• _Task directions_
Look for the line containing "Query: tree trunk" in the listing below; from there, output every line exactly, the last one included.

--- Record excerpts ---

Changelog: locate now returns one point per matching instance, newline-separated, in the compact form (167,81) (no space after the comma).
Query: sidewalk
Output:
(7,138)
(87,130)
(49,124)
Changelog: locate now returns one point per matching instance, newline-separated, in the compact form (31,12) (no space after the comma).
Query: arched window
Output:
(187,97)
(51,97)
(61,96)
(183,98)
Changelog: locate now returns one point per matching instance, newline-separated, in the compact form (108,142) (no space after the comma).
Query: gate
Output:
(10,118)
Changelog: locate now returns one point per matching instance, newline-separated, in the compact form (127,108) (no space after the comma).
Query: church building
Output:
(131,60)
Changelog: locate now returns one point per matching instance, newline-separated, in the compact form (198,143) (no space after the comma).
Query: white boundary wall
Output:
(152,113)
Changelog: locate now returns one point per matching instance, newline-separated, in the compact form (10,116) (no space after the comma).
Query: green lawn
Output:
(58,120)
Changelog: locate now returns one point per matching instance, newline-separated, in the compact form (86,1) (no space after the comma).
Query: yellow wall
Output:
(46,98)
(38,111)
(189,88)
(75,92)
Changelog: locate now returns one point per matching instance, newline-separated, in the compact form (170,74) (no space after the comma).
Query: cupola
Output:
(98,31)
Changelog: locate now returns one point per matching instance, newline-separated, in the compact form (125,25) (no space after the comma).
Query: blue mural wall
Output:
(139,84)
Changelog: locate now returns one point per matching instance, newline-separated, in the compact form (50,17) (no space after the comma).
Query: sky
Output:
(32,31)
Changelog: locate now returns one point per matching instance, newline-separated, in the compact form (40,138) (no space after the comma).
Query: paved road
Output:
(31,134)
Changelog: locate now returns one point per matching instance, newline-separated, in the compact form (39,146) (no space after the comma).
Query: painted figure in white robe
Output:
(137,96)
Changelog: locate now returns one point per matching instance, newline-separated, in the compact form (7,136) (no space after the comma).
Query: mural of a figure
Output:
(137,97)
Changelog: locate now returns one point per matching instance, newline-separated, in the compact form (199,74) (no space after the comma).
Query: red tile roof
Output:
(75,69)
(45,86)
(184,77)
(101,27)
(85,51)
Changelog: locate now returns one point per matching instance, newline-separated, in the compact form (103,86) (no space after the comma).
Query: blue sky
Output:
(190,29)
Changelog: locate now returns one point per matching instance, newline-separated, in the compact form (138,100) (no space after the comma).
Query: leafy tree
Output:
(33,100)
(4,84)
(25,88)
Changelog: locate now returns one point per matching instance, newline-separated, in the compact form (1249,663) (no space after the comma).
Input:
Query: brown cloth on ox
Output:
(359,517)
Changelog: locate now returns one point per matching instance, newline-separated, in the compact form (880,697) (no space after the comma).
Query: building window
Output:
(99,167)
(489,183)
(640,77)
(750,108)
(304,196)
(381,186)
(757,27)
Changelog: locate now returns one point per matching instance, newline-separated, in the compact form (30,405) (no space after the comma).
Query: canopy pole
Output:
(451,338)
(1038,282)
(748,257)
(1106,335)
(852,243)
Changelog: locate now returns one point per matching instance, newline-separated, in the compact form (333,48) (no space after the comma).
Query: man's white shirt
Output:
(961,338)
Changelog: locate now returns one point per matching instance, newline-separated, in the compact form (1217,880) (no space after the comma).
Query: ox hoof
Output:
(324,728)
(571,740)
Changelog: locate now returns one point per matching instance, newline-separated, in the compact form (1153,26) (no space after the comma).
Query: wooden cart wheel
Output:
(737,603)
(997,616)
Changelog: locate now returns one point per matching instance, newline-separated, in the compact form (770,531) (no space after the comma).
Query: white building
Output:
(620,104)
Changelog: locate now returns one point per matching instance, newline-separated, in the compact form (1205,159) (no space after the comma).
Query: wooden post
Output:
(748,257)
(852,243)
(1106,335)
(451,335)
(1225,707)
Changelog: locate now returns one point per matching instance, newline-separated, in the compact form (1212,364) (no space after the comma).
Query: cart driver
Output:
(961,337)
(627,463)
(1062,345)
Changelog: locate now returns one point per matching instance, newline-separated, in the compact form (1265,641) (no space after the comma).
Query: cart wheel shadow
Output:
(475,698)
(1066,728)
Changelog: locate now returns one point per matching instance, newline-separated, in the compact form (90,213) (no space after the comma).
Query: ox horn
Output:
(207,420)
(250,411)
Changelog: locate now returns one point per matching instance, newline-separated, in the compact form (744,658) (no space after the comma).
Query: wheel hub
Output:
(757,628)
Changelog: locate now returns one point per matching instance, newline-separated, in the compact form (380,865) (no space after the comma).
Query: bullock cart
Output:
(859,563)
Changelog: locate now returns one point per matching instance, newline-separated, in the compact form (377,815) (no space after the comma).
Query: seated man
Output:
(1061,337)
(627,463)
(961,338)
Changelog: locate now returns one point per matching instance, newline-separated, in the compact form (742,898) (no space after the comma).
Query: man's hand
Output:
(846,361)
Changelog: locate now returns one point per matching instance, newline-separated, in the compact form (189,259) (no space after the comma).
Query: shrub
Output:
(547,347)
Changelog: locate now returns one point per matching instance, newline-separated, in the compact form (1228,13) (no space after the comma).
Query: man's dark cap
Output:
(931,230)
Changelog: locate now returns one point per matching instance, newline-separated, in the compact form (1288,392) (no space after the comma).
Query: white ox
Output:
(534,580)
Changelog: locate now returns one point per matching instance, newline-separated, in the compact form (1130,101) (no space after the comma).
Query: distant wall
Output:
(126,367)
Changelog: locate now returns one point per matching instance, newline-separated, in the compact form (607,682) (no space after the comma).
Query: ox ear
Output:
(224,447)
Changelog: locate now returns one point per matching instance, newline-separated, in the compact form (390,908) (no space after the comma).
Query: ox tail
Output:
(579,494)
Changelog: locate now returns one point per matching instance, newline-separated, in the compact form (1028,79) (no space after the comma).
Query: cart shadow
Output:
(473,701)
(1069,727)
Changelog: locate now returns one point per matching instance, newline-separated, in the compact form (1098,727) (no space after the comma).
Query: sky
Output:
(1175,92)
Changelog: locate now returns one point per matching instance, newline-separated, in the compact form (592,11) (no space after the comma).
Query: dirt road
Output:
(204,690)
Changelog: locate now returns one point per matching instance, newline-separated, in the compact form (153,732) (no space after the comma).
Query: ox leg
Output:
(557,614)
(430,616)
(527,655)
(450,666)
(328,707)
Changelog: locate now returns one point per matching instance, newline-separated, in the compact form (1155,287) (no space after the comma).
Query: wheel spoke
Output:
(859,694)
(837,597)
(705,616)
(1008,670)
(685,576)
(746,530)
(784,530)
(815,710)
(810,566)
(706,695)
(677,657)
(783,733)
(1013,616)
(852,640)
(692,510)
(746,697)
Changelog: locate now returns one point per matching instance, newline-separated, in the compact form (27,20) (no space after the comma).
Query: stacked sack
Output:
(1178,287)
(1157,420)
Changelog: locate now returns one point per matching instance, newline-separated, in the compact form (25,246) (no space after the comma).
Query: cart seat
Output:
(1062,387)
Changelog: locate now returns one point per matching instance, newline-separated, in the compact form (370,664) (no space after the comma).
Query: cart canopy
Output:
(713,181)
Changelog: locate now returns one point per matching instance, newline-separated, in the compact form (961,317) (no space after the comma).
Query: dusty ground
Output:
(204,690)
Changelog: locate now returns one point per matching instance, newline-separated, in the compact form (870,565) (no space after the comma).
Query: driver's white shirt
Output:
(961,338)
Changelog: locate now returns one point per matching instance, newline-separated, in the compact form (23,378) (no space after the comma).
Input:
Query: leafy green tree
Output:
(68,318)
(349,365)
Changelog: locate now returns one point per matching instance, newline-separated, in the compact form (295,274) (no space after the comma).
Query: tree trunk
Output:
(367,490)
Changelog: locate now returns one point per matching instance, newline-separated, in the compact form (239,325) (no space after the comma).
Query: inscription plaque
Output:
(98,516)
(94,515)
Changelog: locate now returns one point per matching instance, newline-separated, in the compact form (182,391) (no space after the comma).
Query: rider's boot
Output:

---

• _Task response_
Query: tree trunk
Output:
(367,490)
Changelog: locate now returns one point per matching instance, newline-separated, in the compact form (239,325) (no space after the comma).
Query: inscription plaque
Output:
(98,516)
(94,515)
Changelog: locate now returns one point per matching instance, newline-separated, in the compact form (182,391) (no space after the comma).
Query: rider's boot
Output:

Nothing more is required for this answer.